▸ Exercise prompt
Present as a numbered list every line of the records from the one containing "white coral patch" through the end of the records, both included, with blank lines and pictures omitted.

====== Data shown

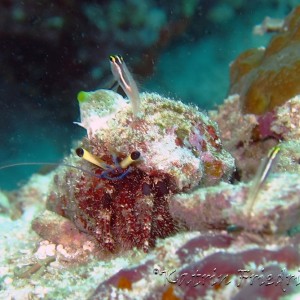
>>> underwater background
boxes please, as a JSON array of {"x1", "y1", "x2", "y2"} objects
[{"x1": 0, "y1": 0, "x2": 300, "y2": 189}]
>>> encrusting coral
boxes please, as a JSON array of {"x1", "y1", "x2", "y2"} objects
[{"x1": 229, "y1": 7, "x2": 300, "y2": 115}]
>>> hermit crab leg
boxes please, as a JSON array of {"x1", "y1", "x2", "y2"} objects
[{"x1": 109, "y1": 55, "x2": 141, "y2": 117}]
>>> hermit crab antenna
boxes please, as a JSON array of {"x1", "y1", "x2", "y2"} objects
[{"x1": 109, "y1": 55, "x2": 141, "y2": 117}]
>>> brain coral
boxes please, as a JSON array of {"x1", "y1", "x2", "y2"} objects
[
  {"x1": 47, "y1": 90, "x2": 234, "y2": 252},
  {"x1": 229, "y1": 6, "x2": 300, "y2": 115}
]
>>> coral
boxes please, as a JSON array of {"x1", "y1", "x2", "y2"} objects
[
  {"x1": 47, "y1": 86, "x2": 234, "y2": 252},
  {"x1": 210, "y1": 95, "x2": 300, "y2": 180},
  {"x1": 229, "y1": 6, "x2": 300, "y2": 115}
]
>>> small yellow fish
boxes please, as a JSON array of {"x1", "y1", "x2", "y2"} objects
[
  {"x1": 245, "y1": 145, "x2": 281, "y2": 216},
  {"x1": 109, "y1": 55, "x2": 141, "y2": 117}
]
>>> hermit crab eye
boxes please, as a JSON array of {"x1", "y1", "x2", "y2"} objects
[
  {"x1": 120, "y1": 151, "x2": 141, "y2": 169},
  {"x1": 75, "y1": 147, "x2": 109, "y2": 170}
]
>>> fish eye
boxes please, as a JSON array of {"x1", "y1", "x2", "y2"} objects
[
  {"x1": 75, "y1": 148, "x2": 84, "y2": 157},
  {"x1": 130, "y1": 151, "x2": 141, "y2": 160}
]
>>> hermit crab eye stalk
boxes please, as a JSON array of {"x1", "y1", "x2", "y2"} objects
[
  {"x1": 109, "y1": 55, "x2": 141, "y2": 117},
  {"x1": 120, "y1": 151, "x2": 141, "y2": 169},
  {"x1": 75, "y1": 148, "x2": 109, "y2": 170}
]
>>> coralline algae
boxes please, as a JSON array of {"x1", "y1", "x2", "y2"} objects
[{"x1": 47, "y1": 90, "x2": 234, "y2": 252}]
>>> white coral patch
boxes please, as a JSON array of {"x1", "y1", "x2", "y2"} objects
[
  {"x1": 145, "y1": 134, "x2": 202, "y2": 189},
  {"x1": 74, "y1": 90, "x2": 129, "y2": 138}
]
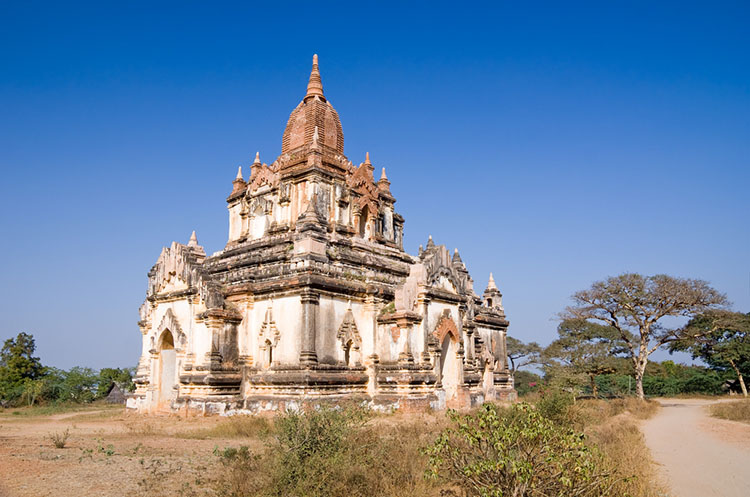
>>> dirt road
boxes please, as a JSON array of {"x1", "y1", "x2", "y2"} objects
[{"x1": 642, "y1": 399, "x2": 750, "y2": 497}]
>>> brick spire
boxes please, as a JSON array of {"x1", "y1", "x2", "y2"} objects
[{"x1": 305, "y1": 54, "x2": 325, "y2": 101}]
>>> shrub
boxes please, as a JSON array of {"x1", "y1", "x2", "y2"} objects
[
  {"x1": 214, "y1": 446, "x2": 268, "y2": 497},
  {"x1": 48, "y1": 430, "x2": 70, "y2": 449},
  {"x1": 536, "y1": 389, "x2": 575, "y2": 423},
  {"x1": 427, "y1": 403, "x2": 617, "y2": 497},
  {"x1": 711, "y1": 399, "x2": 750, "y2": 423},
  {"x1": 273, "y1": 407, "x2": 368, "y2": 497}
]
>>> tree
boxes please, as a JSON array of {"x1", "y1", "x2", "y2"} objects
[
  {"x1": 563, "y1": 273, "x2": 728, "y2": 399},
  {"x1": 544, "y1": 319, "x2": 626, "y2": 397},
  {"x1": 0, "y1": 332, "x2": 45, "y2": 400},
  {"x1": 669, "y1": 310, "x2": 750, "y2": 397},
  {"x1": 96, "y1": 368, "x2": 135, "y2": 398},
  {"x1": 505, "y1": 337, "x2": 544, "y2": 374}
]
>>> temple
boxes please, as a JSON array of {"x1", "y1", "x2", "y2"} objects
[{"x1": 127, "y1": 55, "x2": 515, "y2": 414}]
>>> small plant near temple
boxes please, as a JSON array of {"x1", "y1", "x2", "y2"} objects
[{"x1": 48, "y1": 430, "x2": 70, "y2": 449}]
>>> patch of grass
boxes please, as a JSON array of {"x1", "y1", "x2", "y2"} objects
[
  {"x1": 175, "y1": 415, "x2": 271, "y2": 440},
  {"x1": 47, "y1": 429, "x2": 70, "y2": 449},
  {"x1": 0, "y1": 401, "x2": 122, "y2": 417},
  {"x1": 123, "y1": 416, "x2": 164, "y2": 437},
  {"x1": 710, "y1": 399, "x2": 750, "y2": 423},
  {"x1": 586, "y1": 416, "x2": 667, "y2": 497}
]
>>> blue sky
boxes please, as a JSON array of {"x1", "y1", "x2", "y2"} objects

============

▸ Finished task
1. >>> white coral patch
2. boxes please, as a JSON array of {"x1", "y1", "x2", "y2"} objects
3. [
4.   {"x1": 145, "y1": 134, "x2": 202, "y2": 189},
5.   {"x1": 74, "y1": 90, "x2": 129, "y2": 138}
6. ]
7. >>> dirt road
8. boxes please, as a JSON array of {"x1", "y1", "x2", "y2"} objects
9. [{"x1": 642, "y1": 399, "x2": 750, "y2": 497}]
10. >>> brick spire
11. boxes please, as a JSON array of {"x1", "y1", "x2", "y2"} objects
12. [{"x1": 305, "y1": 54, "x2": 325, "y2": 101}]
13. >>> shrub
14. boxes please, as a JSON array of {"x1", "y1", "x2", "y2"} objects
15. [
16.   {"x1": 214, "y1": 446, "x2": 268, "y2": 497},
17.   {"x1": 48, "y1": 430, "x2": 70, "y2": 449},
18.   {"x1": 536, "y1": 389, "x2": 575, "y2": 423},
19.   {"x1": 427, "y1": 403, "x2": 617, "y2": 497},
20.   {"x1": 711, "y1": 399, "x2": 750, "y2": 423},
21.   {"x1": 273, "y1": 407, "x2": 368, "y2": 497}
22. ]
23. >>> tree
24. boxes please, as a JSON array of {"x1", "y1", "x2", "y2"} objects
25. [
26.   {"x1": 563, "y1": 273, "x2": 728, "y2": 399},
27.   {"x1": 544, "y1": 319, "x2": 626, "y2": 397},
28.   {"x1": 0, "y1": 332, "x2": 45, "y2": 400},
29.   {"x1": 669, "y1": 310, "x2": 750, "y2": 397},
30.   {"x1": 96, "y1": 368, "x2": 135, "y2": 398},
31.   {"x1": 505, "y1": 337, "x2": 544, "y2": 374}
32. ]
33. >>> temple
34. boxes please, as a JSON array of {"x1", "y1", "x2", "y2"} objects
35. [{"x1": 127, "y1": 55, "x2": 515, "y2": 414}]
36. >>> small plant near temple
37. boxes please, as a JSON array of {"x1", "y1", "x2", "y2"} objects
38. [{"x1": 48, "y1": 430, "x2": 70, "y2": 449}]
39. >>> patch of grass
40. boxes please, as a JSON array of {"x1", "y1", "x2", "y2"} objects
41. [
42.   {"x1": 175, "y1": 415, "x2": 271, "y2": 440},
43.   {"x1": 47, "y1": 429, "x2": 70, "y2": 449},
44.   {"x1": 0, "y1": 401, "x2": 122, "y2": 417},
45.   {"x1": 123, "y1": 416, "x2": 164, "y2": 437},
46.   {"x1": 710, "y1": 399, "x2": 750, "y2": 423},
47.   {"x1": 586, "y1": 416, "x2": 667, "y2": 497}
48. ]
49. >>> blue sky
50. boxes please, as a JSON array of {"x1", "y1", "x2", "y2"} objects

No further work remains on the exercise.